Führen Sie sämtliche verschiedenen Wörter im Textauszug über die Öffentlichkeitsarbeit der Sozialkassen auf, die auf „kasse“ oder „kassen“ enden.

── Textauszug

Die Öffentlichkeitsarbeit der Sozialkassen

Die Befugnis zur Öffentlichkeitsarbeit der Sozialkassen (hier: der Urlaubskasse und der Zusatzversorgungskasse des Maler- und Lackiererhandwerks) folgt auch ohne explizite Regelung aus dem in der jeweiligen Satzung dem Vorstand zugewiesenen Aufgabenbereich der Geschäftsführung.

Die Sozialkassen sind – anders als die Kläger meinen – grundsätzlich berechtigt, Öffentlichkeitsarbeit zu betreiben. Dabei ist es unschädlich, dass es an einer ausdrücklich normierten Befugnis fehlt. Denn die Zulässigkeit der Öffentlichkeitsarbeit folgt aus dem in der Satzung vorgesehenen Aufgabenbereich des jeweils geschäftsführenden Vorstands. Das ergibt die Auslegung der Satzungen. Danach können die Vorstände aufgrund ihrer Kompetenzen im Rahmen der ihnen zugewiesenen Geschäftsführung entscheiden, Öffentlichkeitsarbeit durchzuführen und diese aus den Beiträgen, die an die Sozialkassen abgeführt werden, zu finanzieren.

────
── Vorliegende Einträge

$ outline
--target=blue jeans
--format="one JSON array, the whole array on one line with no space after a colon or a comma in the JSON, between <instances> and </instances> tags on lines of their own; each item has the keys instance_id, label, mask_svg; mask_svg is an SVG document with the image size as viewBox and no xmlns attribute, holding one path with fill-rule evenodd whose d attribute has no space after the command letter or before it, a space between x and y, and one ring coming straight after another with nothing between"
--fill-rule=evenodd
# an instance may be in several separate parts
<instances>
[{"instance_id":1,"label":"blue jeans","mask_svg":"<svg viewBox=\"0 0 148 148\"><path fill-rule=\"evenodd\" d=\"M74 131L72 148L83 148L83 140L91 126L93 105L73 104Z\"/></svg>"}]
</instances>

────

_Korrekte Ausgabe:_ Sozialkassen, Urlaubskasse, Zusatzversorgungskasse